## Task directions
What you return should be each line of the data containing the string "pine".

(Natural language region descriptions)
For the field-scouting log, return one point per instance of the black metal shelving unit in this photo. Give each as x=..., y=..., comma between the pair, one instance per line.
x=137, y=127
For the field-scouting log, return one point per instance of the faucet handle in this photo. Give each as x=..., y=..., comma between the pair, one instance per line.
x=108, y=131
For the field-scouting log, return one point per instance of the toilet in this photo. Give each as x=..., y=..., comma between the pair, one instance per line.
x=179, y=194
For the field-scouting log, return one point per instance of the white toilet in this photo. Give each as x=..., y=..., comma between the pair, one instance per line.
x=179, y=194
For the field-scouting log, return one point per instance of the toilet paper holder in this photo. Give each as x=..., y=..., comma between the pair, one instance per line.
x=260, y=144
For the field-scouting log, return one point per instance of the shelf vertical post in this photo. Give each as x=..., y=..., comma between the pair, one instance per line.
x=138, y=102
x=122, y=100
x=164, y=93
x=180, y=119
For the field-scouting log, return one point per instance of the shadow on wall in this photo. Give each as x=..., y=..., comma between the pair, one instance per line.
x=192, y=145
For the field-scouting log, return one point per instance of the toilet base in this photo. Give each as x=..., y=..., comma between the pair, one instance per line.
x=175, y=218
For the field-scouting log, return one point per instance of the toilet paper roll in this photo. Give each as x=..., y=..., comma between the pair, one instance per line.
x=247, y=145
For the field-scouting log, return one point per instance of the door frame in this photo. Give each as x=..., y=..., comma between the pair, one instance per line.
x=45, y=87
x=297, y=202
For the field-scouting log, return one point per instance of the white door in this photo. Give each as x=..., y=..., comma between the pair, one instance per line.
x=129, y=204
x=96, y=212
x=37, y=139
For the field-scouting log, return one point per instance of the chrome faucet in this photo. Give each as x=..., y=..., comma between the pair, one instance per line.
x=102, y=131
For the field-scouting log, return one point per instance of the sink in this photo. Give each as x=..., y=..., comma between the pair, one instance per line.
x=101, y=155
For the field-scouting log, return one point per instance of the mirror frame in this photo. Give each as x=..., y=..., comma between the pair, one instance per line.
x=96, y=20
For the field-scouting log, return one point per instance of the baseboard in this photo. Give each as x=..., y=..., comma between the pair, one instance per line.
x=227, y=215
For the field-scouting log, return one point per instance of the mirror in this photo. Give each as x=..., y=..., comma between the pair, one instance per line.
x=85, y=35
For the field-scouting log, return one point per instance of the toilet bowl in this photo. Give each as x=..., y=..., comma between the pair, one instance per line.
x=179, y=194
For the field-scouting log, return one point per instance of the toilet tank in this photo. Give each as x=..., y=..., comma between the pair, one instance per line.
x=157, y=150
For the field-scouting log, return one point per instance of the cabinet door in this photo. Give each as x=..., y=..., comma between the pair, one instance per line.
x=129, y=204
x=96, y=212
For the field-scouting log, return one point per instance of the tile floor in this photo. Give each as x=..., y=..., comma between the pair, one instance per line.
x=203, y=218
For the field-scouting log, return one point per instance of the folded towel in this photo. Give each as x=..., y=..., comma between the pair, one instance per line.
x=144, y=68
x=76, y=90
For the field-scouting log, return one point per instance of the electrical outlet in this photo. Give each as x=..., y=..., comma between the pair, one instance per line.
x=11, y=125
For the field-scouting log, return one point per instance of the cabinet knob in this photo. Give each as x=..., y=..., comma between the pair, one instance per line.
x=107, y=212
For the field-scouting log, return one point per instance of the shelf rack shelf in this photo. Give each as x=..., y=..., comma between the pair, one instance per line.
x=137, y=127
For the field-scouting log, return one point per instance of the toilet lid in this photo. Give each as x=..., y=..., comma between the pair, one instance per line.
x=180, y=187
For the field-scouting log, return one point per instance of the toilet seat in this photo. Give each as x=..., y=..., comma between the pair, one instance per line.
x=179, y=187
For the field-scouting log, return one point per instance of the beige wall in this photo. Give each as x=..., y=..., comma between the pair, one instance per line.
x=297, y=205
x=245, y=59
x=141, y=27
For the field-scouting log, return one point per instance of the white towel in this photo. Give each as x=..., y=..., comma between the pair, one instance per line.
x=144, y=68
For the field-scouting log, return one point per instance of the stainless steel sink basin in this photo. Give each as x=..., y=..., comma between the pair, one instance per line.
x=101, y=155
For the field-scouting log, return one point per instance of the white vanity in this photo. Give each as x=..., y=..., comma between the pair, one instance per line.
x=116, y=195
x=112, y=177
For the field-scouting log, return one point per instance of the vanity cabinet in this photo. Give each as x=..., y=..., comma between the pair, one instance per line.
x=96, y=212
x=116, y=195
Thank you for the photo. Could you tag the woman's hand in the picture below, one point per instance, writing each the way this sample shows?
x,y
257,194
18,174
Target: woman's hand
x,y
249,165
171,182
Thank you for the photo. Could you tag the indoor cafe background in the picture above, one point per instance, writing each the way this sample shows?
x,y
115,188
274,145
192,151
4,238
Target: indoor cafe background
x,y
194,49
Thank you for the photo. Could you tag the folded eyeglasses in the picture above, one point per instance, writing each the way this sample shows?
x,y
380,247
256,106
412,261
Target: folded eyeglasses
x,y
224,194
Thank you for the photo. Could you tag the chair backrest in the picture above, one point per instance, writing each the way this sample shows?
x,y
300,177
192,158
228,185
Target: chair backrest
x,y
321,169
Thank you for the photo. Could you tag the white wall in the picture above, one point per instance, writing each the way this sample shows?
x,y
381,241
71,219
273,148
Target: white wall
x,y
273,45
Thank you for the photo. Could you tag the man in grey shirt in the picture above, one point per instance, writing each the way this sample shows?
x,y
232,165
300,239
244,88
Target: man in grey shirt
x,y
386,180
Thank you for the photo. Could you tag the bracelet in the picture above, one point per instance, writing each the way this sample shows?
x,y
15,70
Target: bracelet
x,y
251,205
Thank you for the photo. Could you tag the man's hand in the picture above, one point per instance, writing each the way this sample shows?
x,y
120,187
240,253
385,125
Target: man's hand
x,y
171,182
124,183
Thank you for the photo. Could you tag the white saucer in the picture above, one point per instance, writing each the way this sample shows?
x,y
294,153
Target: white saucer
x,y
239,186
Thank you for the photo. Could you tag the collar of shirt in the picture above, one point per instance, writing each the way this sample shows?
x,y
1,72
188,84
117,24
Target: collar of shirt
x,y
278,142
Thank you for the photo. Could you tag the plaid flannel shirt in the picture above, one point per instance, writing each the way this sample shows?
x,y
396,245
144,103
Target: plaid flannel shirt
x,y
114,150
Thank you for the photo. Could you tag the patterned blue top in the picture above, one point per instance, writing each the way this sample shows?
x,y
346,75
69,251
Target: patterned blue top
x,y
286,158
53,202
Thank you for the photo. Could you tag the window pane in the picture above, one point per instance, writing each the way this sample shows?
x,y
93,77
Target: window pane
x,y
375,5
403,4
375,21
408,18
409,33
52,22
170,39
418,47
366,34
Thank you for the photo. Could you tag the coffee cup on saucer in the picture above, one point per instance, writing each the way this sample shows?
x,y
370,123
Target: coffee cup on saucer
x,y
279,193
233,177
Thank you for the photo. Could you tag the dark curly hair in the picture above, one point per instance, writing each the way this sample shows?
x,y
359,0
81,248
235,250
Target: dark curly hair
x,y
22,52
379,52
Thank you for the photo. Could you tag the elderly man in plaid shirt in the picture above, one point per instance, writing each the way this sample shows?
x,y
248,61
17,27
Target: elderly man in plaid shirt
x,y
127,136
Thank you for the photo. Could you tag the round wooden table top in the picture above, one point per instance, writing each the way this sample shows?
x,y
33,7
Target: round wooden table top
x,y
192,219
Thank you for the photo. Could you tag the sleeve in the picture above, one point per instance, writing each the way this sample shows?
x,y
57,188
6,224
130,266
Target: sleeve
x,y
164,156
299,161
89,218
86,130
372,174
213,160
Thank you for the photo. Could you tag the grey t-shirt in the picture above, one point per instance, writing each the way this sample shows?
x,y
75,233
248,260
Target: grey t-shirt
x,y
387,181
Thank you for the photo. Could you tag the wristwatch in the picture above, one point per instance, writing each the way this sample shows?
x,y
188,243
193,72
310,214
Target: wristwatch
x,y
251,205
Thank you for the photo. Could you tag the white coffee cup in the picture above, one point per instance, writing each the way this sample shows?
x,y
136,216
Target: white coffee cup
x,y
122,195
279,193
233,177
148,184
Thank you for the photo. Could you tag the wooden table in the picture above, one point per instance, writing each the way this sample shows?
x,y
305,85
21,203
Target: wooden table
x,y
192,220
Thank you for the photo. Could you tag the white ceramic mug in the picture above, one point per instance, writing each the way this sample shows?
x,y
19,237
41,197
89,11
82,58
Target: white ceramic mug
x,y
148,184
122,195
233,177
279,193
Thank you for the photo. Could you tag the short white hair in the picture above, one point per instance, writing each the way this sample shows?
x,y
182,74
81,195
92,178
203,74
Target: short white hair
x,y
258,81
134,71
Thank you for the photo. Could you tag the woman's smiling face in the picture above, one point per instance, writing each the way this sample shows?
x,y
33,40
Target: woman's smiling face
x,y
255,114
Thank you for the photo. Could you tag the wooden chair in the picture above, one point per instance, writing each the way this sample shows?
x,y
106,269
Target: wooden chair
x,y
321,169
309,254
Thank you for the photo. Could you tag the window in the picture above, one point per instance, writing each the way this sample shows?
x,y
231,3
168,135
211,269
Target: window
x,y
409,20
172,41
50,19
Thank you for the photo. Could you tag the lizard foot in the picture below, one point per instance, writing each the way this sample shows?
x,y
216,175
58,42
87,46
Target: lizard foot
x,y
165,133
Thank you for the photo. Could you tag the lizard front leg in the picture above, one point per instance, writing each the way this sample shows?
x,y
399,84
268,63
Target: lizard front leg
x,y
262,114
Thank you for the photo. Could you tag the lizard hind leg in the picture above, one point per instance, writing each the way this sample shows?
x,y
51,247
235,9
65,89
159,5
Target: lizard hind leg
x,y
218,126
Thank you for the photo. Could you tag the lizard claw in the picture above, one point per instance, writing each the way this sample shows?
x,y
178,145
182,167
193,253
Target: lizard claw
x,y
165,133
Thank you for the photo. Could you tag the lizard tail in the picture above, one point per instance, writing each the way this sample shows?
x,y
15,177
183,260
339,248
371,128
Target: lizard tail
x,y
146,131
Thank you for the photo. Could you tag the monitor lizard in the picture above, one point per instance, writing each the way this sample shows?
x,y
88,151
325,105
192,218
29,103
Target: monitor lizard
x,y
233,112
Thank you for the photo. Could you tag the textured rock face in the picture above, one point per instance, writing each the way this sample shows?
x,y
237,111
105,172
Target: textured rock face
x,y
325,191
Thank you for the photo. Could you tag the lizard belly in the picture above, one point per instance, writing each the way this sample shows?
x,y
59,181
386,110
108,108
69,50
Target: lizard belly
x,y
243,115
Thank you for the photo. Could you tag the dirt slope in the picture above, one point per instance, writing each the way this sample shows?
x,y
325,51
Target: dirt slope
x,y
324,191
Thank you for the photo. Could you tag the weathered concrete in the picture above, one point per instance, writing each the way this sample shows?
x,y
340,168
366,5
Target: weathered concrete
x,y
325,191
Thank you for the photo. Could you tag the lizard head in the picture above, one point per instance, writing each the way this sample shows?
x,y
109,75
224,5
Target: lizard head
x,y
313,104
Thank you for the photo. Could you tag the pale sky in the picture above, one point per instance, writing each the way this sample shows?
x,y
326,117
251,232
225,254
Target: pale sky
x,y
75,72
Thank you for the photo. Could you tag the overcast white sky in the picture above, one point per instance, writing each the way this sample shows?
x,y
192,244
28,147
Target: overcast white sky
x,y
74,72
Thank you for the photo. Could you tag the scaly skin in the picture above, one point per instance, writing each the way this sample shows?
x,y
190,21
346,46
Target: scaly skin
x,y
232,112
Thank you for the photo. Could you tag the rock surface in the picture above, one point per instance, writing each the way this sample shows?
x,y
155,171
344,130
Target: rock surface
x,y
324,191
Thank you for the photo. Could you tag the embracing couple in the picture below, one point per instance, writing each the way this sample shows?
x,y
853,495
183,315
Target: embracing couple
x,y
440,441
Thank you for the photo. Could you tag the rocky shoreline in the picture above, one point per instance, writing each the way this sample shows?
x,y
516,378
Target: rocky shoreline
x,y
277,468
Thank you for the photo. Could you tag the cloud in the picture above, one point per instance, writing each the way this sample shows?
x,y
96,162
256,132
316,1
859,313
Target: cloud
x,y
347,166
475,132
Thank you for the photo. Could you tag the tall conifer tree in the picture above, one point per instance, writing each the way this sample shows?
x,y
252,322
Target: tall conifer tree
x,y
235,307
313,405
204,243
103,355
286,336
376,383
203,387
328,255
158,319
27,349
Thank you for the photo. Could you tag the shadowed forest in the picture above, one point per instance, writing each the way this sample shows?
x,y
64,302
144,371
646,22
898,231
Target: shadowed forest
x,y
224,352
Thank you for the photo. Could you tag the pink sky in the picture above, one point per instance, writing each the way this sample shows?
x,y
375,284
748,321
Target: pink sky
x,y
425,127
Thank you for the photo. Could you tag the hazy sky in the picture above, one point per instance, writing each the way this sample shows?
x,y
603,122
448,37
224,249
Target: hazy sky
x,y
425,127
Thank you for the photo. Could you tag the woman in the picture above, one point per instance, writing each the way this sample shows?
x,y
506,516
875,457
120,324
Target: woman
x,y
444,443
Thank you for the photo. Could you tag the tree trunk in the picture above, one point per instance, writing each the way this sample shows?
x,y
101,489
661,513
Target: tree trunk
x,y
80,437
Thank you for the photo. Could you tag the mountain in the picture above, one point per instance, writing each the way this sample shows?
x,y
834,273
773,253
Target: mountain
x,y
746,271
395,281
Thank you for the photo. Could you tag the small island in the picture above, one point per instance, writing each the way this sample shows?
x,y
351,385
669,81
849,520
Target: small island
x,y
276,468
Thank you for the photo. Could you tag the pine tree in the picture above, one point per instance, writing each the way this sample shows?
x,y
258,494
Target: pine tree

## Written reply
Thank you for the photo. Could you tag the pine tree in the picture above, one point per instance, writing each the way this sample shows?
Target: pine tree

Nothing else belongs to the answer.